--- BEGIN Text extract ---
<h1>Email recipient recommendation</h1>

<i>Thomas Boudou, Guillaume Richard, Antoine Simoulin</i>

<p style="text-align: justify">It was shown that at work, employees frequently forget to include one or more recipient(s) before sending a message. Conversely, it is common that some recipients of a given message were actually not intended to receive the message. To increase productivity and prevent information leakage, the needs for effective <b>email recipient recommendation</b> systems are thus pressing.

In this challenge, you are asked to develop such a system, which, given the content and the date of a message, recommends a list of <b>10 recipients ranked by decreasing order of relevance</b>.</p>

In [1]:
# Requirements
%matplotlib inline
import random
import pandas as pd
import numpy as np
# do not display warnings
import warnings
warnings.filterwarnings("ignore")

# Functions files are saved in "src/" directory.
import sys
sys.path.append('src/')
from accuracy_measure import *

In [2]:
from load_data import *

# load files
# Data are saved in "data/" directory
path_to_data = 'data/'
training, training_info, test, test_info, y_df = load_data(path_to_data)

# create adress book
# /!\ can take 1-2 min
# address_books = create_address_books(training, y_df)

# join train and test files
X_df = join_data(training_info, training)
X_sub_df = join_data(test_info, test)

# remove non authorise adress from y_df (misssing @)
y_df = clean(y_df)

<h2>Predictors</h2>

In [3]:
from sklearn.metrics.pairwise import cosine_similarity
import numpy as np

def complete_prediction(k, sender, address_books, res_temp, K=10):
    # k the number of recipients to predict
    k_most = [elt[0] for elt in address_books[sender][:K] if elt[0] not in res_temp]
    k_most = k_most[:k]
    if len(k_most) < k: # sender n'a pas assez de contacts
        k_most.extend([0] * (k-len(k_most)))
    return k_most

<h3>Predictor closest message with Tf-Idf</h3>

In [4]:
class Predictor_TFIDF():
    def __init__(self, X, y, sender, address_books,N=10):
        self.train = X
        self.predict = y.values
        self.sender = sender
        self.address_books = address_books
        self.N = min(N,10)
        
    def prediction(self, X):
        res = []
        for i in range(X.shape[0]):
            cos = cosine_similarity(X[i],self.train).argsort()[:,0][0] # mail le plus proche
            if self.N != 0:
                res_temp = [self.predict[cos][0][:self.N]] # add the N first recipients of the closest e-mail
            else:
                 res_temp = []
            # if less than 10 recipients, complete the prediction with more frequents users
            if len(res_temp) < 10:
                res_temp.extend(complete_prediction(10-len(res_temp),self.sender, self.address_books, res_temp))
            res.append(res_temp)
        return res

<h3>Predictor KNN</h3>

In [5]:
class Predictor_KNN():
    def __init__(self, X, y, sender, address_books,N=10):
        self.train = X
        self.predict = y.values
        self.sender = sender
        self.N = min(N,10)
--- END Text extract ---
◆ Work to do:
A: Using the email recipient recommendation notebook, decide whether each statement is true. Answer yes or no, and quote the words from the notebook that settle it.
(i) The system suggests 10 recipients, ordered from most to least relevant.
(ii) Building the address books can take a minute or two.
(iii) The helper function files are kept in the "data/" directory.
B: Write the next part of the email recipient recommendation notebook, picking up right after its last line, self.N = min(N,10).
The listing has nothing to do with the work here.
--- BEGIN Material ---
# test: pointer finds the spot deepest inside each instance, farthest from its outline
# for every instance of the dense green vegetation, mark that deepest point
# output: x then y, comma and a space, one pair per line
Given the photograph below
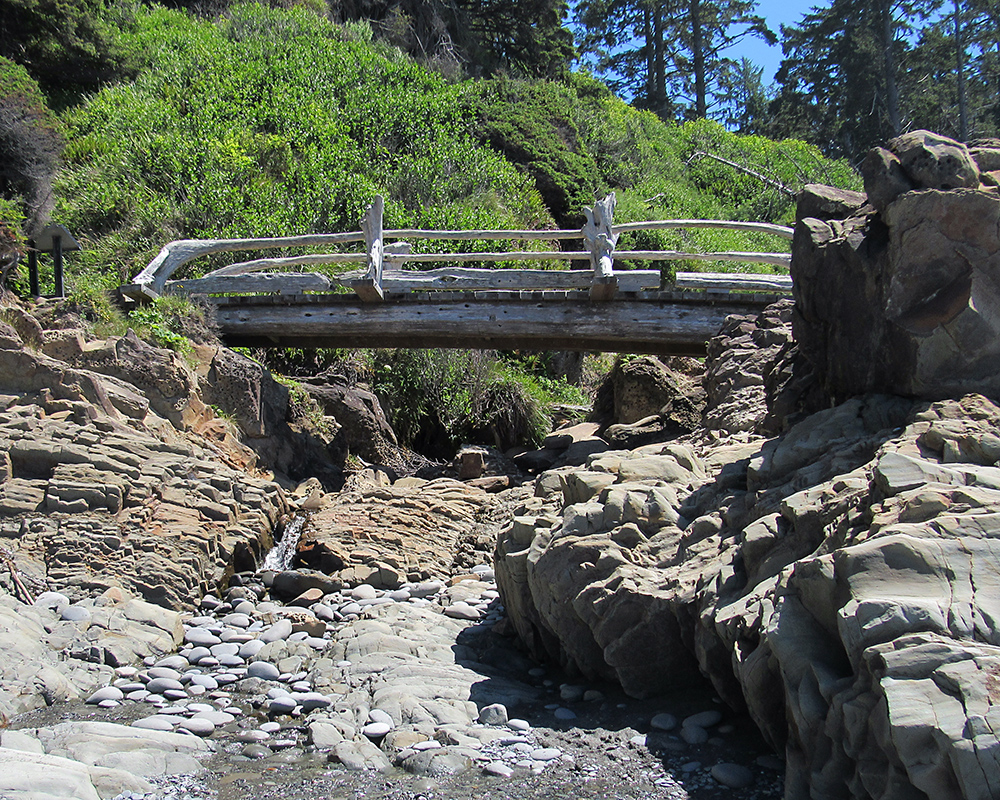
274, 118
270, 122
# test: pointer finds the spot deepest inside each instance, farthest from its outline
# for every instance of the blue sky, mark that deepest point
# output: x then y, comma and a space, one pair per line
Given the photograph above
775, 12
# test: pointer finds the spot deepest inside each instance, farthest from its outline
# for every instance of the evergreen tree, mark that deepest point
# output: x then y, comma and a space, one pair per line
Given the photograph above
667, 54
845, 82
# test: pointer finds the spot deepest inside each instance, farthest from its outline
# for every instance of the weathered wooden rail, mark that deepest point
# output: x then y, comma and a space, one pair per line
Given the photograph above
385, 305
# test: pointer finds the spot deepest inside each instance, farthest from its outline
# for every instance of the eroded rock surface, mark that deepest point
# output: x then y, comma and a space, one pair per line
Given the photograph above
850, 562
903, 295
386, 535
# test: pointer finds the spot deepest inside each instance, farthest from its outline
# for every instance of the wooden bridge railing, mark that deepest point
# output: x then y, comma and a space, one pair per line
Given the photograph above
382, 263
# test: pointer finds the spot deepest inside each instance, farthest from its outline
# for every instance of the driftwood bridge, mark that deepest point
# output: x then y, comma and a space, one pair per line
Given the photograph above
260, 303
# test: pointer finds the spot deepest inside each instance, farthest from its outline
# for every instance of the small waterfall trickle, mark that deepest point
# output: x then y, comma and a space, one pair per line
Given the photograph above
279, 558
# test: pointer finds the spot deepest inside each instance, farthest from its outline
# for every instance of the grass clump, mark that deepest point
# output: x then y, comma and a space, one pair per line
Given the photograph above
437, 400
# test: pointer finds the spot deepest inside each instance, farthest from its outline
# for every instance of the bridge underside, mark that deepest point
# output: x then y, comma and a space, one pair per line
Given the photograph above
664, 324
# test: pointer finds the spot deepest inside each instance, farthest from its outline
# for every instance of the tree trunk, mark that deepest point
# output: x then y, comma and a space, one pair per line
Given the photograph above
698, 60
660, 106
963, 108
889, 67
647, 32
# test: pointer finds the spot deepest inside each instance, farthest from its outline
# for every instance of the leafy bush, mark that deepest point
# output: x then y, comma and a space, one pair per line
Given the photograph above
271, 122
30, 144
439, 399
68, 47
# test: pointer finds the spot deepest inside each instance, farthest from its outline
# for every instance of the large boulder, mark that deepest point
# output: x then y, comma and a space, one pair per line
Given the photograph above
906, 300
386, 535
647, 399
740, 358
364, 430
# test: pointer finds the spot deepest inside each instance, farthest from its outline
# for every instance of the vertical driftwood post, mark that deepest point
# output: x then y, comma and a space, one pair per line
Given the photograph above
57, 266
32, 269
369, 288
601, 240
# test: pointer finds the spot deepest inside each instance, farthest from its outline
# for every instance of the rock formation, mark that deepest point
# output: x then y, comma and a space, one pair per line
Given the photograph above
837, 581
901, 294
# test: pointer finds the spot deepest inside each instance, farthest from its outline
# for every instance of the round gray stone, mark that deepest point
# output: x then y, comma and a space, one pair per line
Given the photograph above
199, 636
199, 726
75, 614
281, 629
375, 730
107, 693
157, 722
281, 705
264, 670
160, 685
255, 751
495, 714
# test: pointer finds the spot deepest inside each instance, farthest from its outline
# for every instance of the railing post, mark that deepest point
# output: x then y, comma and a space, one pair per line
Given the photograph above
57, 267
32, 269
601, 240
369, 288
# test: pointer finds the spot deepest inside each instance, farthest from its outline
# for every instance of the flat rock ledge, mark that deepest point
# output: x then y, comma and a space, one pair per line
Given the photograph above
838, 582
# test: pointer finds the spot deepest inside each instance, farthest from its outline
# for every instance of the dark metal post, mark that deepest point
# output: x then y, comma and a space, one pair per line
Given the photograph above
32, 269
57, 264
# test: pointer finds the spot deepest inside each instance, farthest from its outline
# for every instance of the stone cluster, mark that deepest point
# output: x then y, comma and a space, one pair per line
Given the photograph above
898, 291
850, 562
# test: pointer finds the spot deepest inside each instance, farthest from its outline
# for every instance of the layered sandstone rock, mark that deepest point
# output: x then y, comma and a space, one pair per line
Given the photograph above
903, 295
839, 583
386, 535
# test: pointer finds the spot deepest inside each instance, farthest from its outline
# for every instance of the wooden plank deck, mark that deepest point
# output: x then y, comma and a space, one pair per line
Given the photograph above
660, 323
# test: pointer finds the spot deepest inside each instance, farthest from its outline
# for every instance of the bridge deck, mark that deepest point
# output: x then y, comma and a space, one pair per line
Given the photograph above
661, 323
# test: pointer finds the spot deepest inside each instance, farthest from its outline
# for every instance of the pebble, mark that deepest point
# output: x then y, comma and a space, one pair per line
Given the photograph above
75, 614
281, 629
107, 693
376, 730
157, 722
462, 610
160, 685
201, 636
281, 705
264, 670
310, 701
252, 737
256, 751
495, 714
735, 776
428, 744
663, 722
175, 663
196, 654
250, 649
199, 726
364, 592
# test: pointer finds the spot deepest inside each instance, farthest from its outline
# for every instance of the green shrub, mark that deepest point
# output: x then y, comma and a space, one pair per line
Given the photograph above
30, 144
270, 122
437, 400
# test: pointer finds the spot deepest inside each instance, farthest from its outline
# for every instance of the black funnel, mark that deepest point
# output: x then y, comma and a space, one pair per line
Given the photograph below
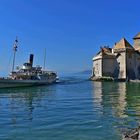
31, 59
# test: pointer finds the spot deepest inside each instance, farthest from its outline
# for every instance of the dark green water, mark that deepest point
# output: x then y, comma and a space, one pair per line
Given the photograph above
74, 109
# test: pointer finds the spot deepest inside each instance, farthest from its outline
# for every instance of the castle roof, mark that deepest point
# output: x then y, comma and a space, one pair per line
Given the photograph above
123, 44
137, 36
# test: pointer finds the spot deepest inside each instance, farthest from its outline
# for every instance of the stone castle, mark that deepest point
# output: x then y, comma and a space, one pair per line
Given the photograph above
121, 62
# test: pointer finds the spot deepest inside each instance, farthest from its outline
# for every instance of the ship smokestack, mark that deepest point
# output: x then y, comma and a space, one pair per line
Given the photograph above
31, 59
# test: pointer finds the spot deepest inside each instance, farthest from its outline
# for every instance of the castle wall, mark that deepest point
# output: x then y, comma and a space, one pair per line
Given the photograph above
137, 66
97, 67
121, 59
109, 66
137, 44
131, 64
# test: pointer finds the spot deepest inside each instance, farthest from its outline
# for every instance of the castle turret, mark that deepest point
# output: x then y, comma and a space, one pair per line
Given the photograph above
137, 42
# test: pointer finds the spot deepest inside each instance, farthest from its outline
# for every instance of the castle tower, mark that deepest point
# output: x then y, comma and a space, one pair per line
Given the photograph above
137, 42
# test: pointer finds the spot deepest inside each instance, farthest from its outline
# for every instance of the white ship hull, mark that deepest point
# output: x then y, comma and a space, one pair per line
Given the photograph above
8, 83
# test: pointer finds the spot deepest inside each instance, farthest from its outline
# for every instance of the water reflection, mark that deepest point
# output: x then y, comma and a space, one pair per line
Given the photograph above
21, 103
119, 100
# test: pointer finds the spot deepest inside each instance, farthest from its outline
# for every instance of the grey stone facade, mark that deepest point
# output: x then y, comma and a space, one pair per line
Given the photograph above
122, 61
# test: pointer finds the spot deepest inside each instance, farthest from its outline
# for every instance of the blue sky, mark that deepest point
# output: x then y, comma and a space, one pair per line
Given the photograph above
72, 31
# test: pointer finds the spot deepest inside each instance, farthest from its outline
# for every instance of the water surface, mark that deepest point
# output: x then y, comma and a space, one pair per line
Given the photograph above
74, 109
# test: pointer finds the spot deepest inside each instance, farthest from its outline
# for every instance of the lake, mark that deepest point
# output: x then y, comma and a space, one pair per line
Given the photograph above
73, 109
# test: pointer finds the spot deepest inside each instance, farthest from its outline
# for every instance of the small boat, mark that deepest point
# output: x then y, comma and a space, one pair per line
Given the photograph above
27, 75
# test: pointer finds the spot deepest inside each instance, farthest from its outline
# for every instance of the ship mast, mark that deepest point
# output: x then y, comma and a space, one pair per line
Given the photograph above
15, 50
44, 66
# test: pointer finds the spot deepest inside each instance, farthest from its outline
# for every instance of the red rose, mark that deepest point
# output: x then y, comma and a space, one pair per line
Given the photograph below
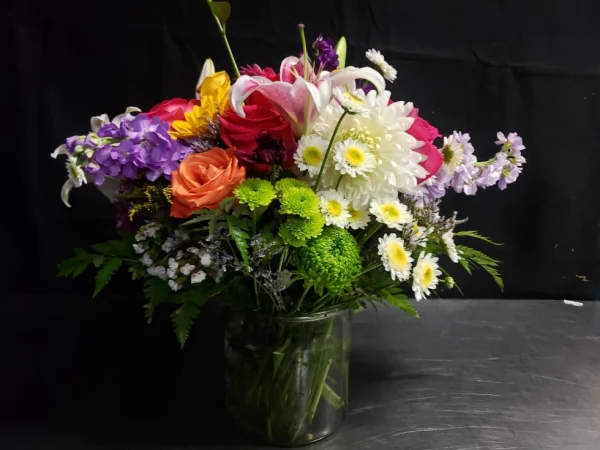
173, 109
244, 133
421, 130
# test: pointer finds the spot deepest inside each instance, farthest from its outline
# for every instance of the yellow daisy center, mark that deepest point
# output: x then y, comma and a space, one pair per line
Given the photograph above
355, 156
427, 276
334, 208
312, 155
397, 256
391, 212
354, 214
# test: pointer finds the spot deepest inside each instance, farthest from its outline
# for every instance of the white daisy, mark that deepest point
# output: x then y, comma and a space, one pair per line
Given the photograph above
174, 285
187, 269
310, 154
383, 131
388, 72
359, 218
353, 157
448, 240
351, 100
391, 212
198, 277
76, 173
425, 275
335, 208
396, 259
453, 153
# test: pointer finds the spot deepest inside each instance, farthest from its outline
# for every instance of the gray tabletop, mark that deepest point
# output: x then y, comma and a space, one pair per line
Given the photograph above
495, 374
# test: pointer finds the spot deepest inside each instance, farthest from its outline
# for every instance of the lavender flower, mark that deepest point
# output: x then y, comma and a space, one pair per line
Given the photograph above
326, 55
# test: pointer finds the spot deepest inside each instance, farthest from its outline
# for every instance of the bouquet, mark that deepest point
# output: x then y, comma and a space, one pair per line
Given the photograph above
292, 193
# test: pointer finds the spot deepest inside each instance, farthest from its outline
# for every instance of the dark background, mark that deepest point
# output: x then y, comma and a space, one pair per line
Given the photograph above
476, 66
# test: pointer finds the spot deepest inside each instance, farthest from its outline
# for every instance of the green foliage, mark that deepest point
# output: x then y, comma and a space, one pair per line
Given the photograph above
472, 259
238, 228
221, 10
105, 273
474, 234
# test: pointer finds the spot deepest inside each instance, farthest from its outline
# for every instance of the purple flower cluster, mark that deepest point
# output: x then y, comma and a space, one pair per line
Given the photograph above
325, 54
137, 145
503, 169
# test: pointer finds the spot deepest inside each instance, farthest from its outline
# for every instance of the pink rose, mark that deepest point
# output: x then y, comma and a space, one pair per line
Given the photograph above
422, 130
173, 109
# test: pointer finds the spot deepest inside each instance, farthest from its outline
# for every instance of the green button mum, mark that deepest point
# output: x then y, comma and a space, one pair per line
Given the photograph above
255, 192
331, 260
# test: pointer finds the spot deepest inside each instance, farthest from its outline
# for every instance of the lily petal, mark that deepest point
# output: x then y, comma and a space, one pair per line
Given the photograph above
64, 192
208, 69
344, 76
60, 150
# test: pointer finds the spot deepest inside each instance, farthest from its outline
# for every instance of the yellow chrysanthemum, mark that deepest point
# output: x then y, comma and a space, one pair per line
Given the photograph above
214, 97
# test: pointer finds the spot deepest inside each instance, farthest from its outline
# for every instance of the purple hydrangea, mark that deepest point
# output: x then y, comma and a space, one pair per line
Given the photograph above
326, 55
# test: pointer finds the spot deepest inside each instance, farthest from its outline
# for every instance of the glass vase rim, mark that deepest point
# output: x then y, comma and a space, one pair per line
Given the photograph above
298, 317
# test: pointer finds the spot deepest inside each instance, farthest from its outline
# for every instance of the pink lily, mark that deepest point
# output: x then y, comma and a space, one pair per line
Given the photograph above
299, 100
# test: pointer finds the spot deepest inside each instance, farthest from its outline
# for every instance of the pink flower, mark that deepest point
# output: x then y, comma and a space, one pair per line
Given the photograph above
298, 100
423, 131
173, 109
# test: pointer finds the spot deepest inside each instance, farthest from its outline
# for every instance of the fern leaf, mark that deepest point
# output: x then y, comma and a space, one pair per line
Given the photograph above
475, 234
105, 273
238, 230
182, 319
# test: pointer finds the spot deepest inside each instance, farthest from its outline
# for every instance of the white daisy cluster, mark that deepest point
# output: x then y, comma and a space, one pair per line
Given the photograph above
378, 60
371, 155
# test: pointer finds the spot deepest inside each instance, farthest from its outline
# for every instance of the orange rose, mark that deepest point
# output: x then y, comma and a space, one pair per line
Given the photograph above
203, 180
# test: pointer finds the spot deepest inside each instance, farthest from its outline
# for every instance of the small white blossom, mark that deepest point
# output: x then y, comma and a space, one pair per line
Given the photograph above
198, 277
168, 245
174, 285
147, 260
187, 269
158, 271
205, 259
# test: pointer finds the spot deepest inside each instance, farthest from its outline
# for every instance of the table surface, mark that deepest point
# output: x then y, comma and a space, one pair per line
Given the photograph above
486, 374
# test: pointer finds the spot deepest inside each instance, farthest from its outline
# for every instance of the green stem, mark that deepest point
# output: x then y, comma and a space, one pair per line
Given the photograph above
224, 36
299, 304
316, 188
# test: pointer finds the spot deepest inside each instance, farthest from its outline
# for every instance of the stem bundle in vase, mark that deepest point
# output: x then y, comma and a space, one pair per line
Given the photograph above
293, 197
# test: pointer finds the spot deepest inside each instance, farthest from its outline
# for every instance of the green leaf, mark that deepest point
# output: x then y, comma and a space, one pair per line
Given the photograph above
182, 319
221, 10
400, 301
474, 234
157, 291
105, 273
238, 229
341, 48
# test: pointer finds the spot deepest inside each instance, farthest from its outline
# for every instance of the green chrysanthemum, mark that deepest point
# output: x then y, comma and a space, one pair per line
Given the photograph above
255, 192
285, 183
299, 230
300, 202
331, 260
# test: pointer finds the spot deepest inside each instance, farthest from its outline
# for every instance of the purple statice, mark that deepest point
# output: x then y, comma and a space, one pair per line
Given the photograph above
325, 54
137, 144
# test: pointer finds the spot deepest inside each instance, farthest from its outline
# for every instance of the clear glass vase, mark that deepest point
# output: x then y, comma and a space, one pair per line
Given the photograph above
287, 377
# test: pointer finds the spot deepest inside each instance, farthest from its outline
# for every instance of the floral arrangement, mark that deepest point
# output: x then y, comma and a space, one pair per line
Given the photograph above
295, 191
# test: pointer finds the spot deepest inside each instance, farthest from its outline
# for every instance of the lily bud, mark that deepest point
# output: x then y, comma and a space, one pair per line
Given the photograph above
207, 70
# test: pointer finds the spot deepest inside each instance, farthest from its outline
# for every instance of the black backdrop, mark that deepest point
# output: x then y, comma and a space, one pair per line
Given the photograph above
477, 66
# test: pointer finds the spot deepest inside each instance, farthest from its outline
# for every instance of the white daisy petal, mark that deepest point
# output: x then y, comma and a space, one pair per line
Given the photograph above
334, 208
425, 275
395, 257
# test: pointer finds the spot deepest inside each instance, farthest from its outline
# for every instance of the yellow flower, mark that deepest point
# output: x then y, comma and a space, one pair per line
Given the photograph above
214, 97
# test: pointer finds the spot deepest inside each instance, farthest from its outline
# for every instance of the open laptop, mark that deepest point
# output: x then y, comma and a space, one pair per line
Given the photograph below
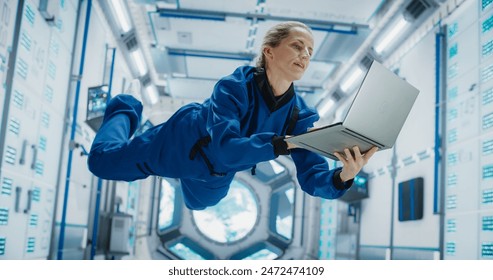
--- END Material ---
◆ Per-task outputs:
A:
(i) Yes: "10 recipients ranked by decreasing order of relevance"
(ii) Yes: "can take 1-2 min"
(iii) No: "Functions files are saved in "src/" directory."

B:
        self.address_books = address_books

    def prediction(self, X):
        res = []
        for i in range(X.shape[0]):
            cos = (-cosine_similarity(X[i],self.train)).argsort()[:,:30][0] # 30 mails les plus proches
            if self.N != 0:
                NN_recpt = {}
                for j in range(len(cos)): # len(cos) =30 except if not enough mails
                    for k in range(len(self.predict[cos[j]])):
                        if self.predict[cos[j]][k] in NN_recpt:
                            NN_recpt[self.predict[cos[j]][k]]+= 1
                        else:
                            NN_recpt[self.predict[cos[j]][k]] = 1
                res_temp = [k for k in sorted(NN_recpt, key=NN_recpt.get, reverse=True)][:10]
            else:
                 res_temp = []
            # if less than 10 recipients, complete the prediction with more frequents users
            if len(res_temp) < 10:
                res_temp.extend(complete_prediction(10-len(res_temp),self.sender, self.address_books, res_temp))
            res.append(res_temp)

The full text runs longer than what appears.